Aim of the task: In the records below, find the line containing "Pick out the decorative"; give it again exactly, along with every line that follows, and nothing else.

(Records drawn from a dataset)
:::::
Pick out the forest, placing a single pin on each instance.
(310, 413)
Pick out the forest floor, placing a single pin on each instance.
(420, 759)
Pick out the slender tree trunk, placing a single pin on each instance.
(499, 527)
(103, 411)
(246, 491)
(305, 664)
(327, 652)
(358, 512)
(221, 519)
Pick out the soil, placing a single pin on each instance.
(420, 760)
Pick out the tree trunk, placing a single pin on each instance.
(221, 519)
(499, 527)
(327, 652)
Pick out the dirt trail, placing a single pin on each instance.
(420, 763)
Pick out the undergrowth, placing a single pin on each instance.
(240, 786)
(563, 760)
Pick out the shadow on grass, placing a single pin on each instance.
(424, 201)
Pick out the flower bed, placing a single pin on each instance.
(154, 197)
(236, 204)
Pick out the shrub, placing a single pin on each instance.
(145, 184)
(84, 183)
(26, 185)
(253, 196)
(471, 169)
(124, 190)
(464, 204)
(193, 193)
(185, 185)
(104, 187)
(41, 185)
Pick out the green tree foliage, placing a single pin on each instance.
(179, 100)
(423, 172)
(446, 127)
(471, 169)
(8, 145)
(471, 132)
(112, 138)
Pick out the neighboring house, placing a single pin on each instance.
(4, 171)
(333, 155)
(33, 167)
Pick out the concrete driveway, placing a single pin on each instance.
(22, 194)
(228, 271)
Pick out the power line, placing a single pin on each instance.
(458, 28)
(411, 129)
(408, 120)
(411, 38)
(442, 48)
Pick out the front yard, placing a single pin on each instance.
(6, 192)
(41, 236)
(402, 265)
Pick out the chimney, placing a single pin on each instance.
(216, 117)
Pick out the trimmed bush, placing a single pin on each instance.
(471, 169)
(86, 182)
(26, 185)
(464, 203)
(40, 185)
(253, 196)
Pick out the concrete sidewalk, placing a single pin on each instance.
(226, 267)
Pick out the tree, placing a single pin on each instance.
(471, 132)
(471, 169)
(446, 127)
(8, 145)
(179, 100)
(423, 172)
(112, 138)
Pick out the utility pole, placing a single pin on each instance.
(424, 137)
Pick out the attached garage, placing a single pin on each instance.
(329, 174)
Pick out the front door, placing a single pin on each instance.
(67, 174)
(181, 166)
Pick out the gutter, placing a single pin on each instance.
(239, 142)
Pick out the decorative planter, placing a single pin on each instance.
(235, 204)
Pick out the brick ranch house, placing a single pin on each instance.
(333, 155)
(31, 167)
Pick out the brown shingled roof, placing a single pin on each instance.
:::::
Answer below:
Pick out the decorative planter, placing a single pin on each instance.
(235, 204)
Pick out the brick ranch house, placing a single pin on each instance.
(333, 155)
(31, 167)
Pick out the brown shingled roof, placing a single pin on each instance.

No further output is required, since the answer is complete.